▸ **USING THE INFORMATION**
• 1. Write out the part of the Rory Stewart text from "Born in Hong" to "top-table international politics." exactly.
• 2. Answer these questions from the Rory Stewart text:
(a) Where was Rory Stewart born?
(b) At which Yale institute is he currently a Senior Fellow?
(c) What foundation did he found and run in Afghanistan?

[TEXT SECTION Boundary: Start]

Born in Hong Kong and raised in Malaysia, commissioned in the Black Watch when only a teenager, Rory Stewart’s career bears little resemblance to the typical 21st century career politician or academic.
After serving as a diplomat in Indonesia, the Balkans and Iraq, a foundation director in Afghanistan, and as Secretary of State for International Development, he is now a scholar at Yale, where he brings together academic insights with decades of hard-won experience from the front lines of war and top-table international politics.
He returns to How To Academy to reflect on the world in our time and share his insights into the new status quo. The withdrawal from Afghanistan, invasion of Ukraine, and ongoing effects of the pandemic have brought down the curtain on the post-Cold War era with a swiftness that none of us could have predicted. What should we expect from the new world that is emerging in its place? Find out from one of the most respected voices in politics and global governance today.
Rory Stewart, currently a Senior Fellow at the Yale Jackson Institute for Global Affairs, was the UK Secretary of State for International development in 2019. Prior to that, Stewart served in a variety of roles including as Minister of the Environment, as Minister of State responsible for development policy in the Middle East and Asia and UK policy in Africa, as Minister of State for Justice, and as Chair of the House of Commons Defense Select Committee. Earlier in his career he served briefly as an infantry officer and then as a diplomat for the UK government in Indonesia, the Balkans and Iraq. He founded and ran the Turquoise Mountain foundation in Afghanistan and was the Director of the Carr Centre and the Ryan Family Professor of Human Rights at Harvard’s Kennedy School of Government. Stewart has also written four books: The Places in Between, Occupational Hazards or The Prince of the Marshes, Can Intervention Work?, and The Marches.

[TEXT SECTION Boundary: End]
[RECORDS SUPPLIED Boundary: Start]

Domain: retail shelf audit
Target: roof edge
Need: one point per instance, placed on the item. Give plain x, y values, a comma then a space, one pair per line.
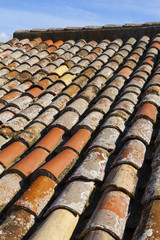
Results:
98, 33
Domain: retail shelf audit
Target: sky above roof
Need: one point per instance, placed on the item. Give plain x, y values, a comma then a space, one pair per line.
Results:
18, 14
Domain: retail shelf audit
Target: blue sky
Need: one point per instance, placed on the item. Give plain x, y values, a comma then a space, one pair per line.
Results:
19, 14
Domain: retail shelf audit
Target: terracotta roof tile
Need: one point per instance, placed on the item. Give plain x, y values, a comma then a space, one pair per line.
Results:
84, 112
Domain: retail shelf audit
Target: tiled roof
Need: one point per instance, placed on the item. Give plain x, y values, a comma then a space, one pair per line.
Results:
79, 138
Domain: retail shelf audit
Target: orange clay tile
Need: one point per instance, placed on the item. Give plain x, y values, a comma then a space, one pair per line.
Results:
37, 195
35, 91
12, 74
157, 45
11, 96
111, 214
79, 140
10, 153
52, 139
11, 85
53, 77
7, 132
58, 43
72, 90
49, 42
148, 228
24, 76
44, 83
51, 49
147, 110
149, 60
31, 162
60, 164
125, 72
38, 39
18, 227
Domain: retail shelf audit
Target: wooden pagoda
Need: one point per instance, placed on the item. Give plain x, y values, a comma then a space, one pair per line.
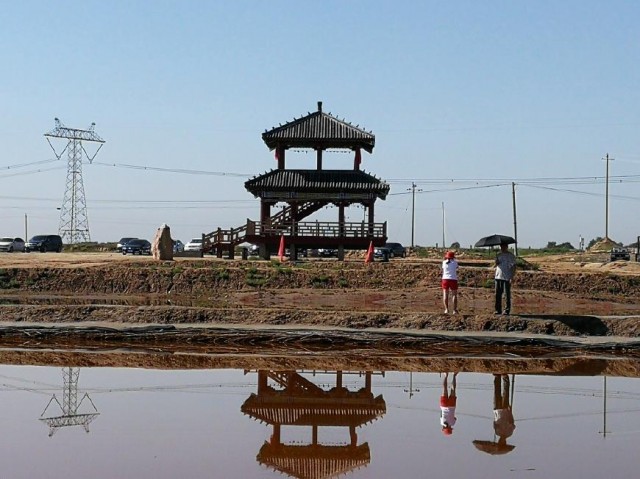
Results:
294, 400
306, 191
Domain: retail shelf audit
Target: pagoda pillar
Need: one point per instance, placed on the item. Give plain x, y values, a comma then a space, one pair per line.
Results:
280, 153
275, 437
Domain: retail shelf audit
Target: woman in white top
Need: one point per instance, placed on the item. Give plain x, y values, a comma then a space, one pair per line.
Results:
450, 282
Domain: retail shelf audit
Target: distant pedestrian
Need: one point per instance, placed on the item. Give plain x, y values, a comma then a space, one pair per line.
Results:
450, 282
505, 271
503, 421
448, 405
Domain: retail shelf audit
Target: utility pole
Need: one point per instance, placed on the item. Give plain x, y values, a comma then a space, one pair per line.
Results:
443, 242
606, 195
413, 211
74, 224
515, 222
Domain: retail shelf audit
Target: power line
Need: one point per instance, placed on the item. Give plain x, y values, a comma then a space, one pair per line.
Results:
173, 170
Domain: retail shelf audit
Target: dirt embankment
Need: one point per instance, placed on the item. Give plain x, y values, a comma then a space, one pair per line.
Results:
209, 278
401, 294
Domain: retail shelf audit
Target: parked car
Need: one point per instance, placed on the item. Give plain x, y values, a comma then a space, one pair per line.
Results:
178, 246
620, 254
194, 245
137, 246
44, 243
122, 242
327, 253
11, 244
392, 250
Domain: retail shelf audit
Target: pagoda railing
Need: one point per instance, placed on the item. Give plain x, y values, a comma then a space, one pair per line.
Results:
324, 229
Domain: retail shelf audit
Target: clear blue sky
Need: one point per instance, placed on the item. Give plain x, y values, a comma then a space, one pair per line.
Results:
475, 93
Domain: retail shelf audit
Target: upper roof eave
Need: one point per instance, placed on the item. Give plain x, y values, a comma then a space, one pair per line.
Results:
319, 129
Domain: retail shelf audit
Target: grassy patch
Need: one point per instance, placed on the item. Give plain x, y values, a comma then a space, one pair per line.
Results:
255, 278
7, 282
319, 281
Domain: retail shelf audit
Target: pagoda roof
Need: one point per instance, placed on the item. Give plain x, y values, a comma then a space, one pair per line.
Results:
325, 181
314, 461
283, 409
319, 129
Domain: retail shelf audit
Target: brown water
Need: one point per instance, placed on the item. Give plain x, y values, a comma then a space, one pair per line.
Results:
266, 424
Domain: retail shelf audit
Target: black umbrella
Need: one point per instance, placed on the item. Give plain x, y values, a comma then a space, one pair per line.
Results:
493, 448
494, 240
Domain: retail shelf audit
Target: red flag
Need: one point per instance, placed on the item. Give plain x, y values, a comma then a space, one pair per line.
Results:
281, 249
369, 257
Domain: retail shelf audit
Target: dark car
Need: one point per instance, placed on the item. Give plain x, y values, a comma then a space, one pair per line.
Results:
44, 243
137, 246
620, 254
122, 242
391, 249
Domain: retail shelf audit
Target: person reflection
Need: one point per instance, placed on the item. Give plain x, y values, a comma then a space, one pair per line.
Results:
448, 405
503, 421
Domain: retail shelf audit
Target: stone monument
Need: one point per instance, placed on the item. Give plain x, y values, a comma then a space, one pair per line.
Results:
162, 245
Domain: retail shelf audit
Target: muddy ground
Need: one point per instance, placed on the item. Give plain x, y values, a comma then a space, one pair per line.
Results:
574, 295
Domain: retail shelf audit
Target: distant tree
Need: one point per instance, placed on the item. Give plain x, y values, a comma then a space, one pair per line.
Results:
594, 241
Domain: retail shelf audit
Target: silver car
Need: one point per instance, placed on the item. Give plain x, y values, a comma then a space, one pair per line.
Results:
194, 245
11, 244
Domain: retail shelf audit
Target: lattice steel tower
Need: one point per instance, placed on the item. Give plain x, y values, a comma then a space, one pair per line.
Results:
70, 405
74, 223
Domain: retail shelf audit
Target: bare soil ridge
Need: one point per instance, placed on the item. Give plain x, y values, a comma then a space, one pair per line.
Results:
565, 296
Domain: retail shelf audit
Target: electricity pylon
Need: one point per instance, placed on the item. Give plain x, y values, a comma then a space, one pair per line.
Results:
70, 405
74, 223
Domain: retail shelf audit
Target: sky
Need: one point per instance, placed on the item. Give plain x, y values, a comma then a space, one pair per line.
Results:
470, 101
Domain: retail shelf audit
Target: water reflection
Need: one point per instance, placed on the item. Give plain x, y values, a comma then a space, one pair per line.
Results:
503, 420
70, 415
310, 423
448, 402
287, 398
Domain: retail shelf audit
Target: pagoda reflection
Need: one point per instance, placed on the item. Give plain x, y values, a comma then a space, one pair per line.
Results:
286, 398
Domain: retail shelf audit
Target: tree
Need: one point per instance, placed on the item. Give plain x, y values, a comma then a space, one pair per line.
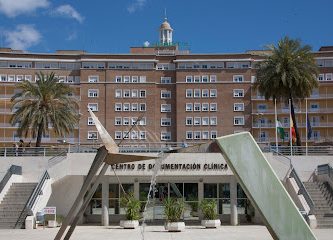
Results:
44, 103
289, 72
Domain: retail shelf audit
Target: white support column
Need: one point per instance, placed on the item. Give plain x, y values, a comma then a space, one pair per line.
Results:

[RECORDS SUPPLIED Boundary: End]

▸ **ANSWERS PROVIDED**
• 1.
Born in Hong Kong and raised in Malaysia, commissioned in the Black Watch when only a teenager, Rory Stewart’s career bears little resemblance to the typical 21st century career politician or academic.
After serving as a diplomat in Indonesia, the Balkans and Iraq, a foundation director in Afghanistan, and as Secretary of State for International Development, he is now a scholar at Yale, where he brings together academic insights with decades of hard-won experience from the front lines of war and top-table international politics.

• 2.
(a) Hong Kong
(b) The Yale Jackson Institute for Global Affairs
(c) The Turquoise Mountain foundation